• [TASK ITEM] Write out the whole listing word for word.

• [AVAILABLE DATA]

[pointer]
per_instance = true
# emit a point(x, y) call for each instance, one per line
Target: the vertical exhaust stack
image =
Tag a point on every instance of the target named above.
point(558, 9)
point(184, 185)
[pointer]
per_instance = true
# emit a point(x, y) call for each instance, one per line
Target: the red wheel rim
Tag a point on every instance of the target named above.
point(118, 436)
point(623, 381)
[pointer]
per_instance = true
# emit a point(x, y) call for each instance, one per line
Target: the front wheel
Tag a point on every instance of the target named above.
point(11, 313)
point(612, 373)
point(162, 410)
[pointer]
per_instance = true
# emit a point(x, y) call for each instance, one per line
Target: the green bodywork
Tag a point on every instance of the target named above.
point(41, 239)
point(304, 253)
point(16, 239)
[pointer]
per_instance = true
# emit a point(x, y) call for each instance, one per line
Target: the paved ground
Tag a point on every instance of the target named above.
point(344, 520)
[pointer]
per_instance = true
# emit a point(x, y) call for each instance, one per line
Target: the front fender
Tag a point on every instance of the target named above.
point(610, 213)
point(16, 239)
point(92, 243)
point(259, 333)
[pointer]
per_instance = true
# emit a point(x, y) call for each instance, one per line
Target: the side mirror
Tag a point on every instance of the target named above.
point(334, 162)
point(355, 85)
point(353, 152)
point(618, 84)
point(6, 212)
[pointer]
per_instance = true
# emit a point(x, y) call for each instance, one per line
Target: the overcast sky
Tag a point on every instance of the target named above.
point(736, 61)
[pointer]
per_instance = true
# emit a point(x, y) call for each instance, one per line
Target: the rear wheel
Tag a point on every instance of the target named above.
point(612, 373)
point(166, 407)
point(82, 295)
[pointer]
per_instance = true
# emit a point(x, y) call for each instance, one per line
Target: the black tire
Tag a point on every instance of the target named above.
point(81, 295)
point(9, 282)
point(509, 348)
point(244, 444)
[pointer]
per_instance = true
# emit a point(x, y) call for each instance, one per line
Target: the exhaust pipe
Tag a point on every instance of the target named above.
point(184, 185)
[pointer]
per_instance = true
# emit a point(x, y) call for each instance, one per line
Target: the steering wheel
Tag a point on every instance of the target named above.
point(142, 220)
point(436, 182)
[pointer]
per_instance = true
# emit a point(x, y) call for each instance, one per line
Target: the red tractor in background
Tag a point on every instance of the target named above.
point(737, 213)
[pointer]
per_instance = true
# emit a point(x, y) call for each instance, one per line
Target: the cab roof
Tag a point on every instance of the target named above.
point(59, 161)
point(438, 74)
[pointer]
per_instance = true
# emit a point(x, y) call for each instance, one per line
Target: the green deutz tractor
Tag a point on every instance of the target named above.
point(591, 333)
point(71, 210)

• [COMPLETED EXERCISE]
[pointer]
per_instance = true
# emit a point(x, y) call for each instance, one per line
Target: the vertical exhaust stack
image =
Tag a point on every instance of the target named above.
point(558, 9)
point(184, 185)
[pointer]
per_instance = true
# emit a point(x, y) call for each instance, one per line
Target: the red wheel rim
Tag a point on every instance of the target named above.
point(118, 436)
point(623, 381)
[pointer]
per_instance = true
# emit a point(x, y) call for each instance, one per line
Target: the front wheel
Tag a point on every instance of the target named above.
point(11, 313)
point(612, 373)
point(162, 410)
[pointer]
per_instance = true
# emit a point(x, y) call for each instance, one per line
Target: the green bodywork
Tag a point on every instance of the target named above.
point(41, 239)
point(304, 253)
point(16, 239)
[pointer]
per_instance = true
# emit a point(x, y) call for each instance, one per line
Target: the paved ground
Tag a point on every instance of the target named above.
point(344, 520)
[pointer]
per_instance = true
# emit a point(x, y) call for each instance, one per line
Target: the front fender
Tag a point on every instance of the target named above.
point(610, 213)
point(16, 239)
point(92, 243)
point(259, 333)
[pointer]
per_instance = true
# emit a point(x, y) call for each instance, one per line
Target: the side mirror
Tag a point on every instance of the target named above.
point(334, 162)
point(355, 85)
point(353, 152)
point(618, 84)
point(6, 212)
[pointer]
per_instance = true
# emit a point(x, y) call for each instance, one per line
Target: the overcast sky
Tag a point on every instance of the target named above.
point(736, 61)
[pointer]
per_instance = true
# emit a point(x, y) call for each instance, one per line
Target: the rear wheel
Tag a point on every instance of the target named above.
point(612, 373)
point(166, 407)
point(82, 295)
[pointer]
per_instance = true
# emit a point(x, y) call for each instance, one per line
Target: the black tire
Tag a point on every instance of the target named above.
point(81, 295)
point(9, 282)
point(509, 348)
point(244, 444)
[pointer]
per_instance = true
# emit a point(x, y) call for each instance, one per line
Target: the exhaust pipe
Tag a point on every instance of the target named above.
point(184, 185)
[pointer]
per_instance = true
# emit a point(x, y) call for each instance, one per line
Target: the steering wheel
Tag a point on every instance of the target named above.
point(142, 220)
point(436, 182)
[pointer]
per_instance = true
# emit a point(x, y) call for each instance, one per line
Target: the red tractor in background
Tag a point on every instance of the target named above.
point(737, 213)
[pointer]
per_instance = true
# emit a point(x, y) call for each instance, one per line
Target: the cab roof
Tag a point on every instance of the target named above.
point(59, 161)
point(438, 74)
[pointer]
per_instance = true
# emit a point(x, y) call for each instance, one per line
Target: the green deutz tractor
Tag a point on every instance of the target named above.
point(591, 333)
point(71, 210)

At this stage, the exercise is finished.